§ AUSZUFÜHRENDE AUFGABE: Tippen Sie aus dem Seitentext unten den Abschnitt wortgetreu ab, der bei den Worten „Auf eine Frage“ beginnt. Hören Sie nach „Stupa in Borobodur.“ auf.

§ SEITENTEXT:
──────────
Auf eine Frage von einer Indonesierin, sagte Seine Heiligkeit, einen säkularen Ansatz zu verfolgen bedeute, zu vermeiden, einander auf der Grundlage sektiererischer Vorurteile Schaden zuzufügen und sich gegenseitig aktiv Gutes zu tun. Wichtig ist es, aufgeschlossen zu bleiben. Er bemerkte, wenn er an Indonesien denke, erinnere er sich an den Besuch des kolossalen Stupa in Borobodur.
──────────
§ ERFASSTE DATEN:

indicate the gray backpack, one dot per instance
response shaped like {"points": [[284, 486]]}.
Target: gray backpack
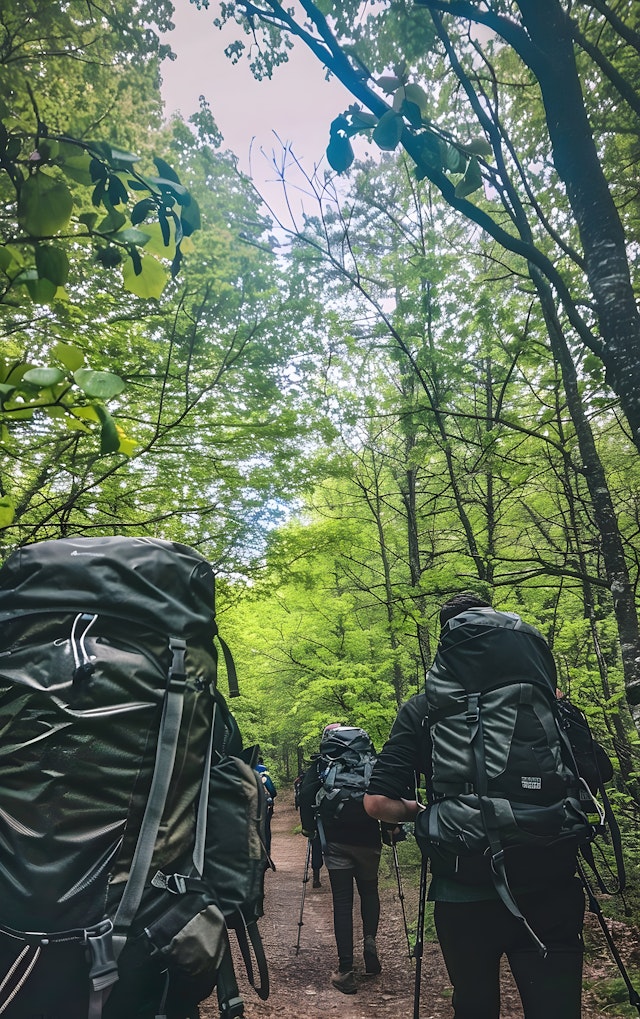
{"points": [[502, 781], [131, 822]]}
──────────
§ ERGEBNIS DER AUFGABE:
Auf eine Frage von einer Indonesierin, sagte Seine Heiligkeit, einen säkularen Ansatz zu verfolgen bedeute, zu vermeiden, einander auf der Grundlage sektiererischer Vorurteile Schaden zuzufügen und sich gegenseitig aktiv Gutes zu tun. Wichtig ist es, aufgeschlossen zu bleiben. Er bemerkte, wenn er an Indonesien denke, erinnere er sich an den Besuch des kolossalen Stupa in Borobodur.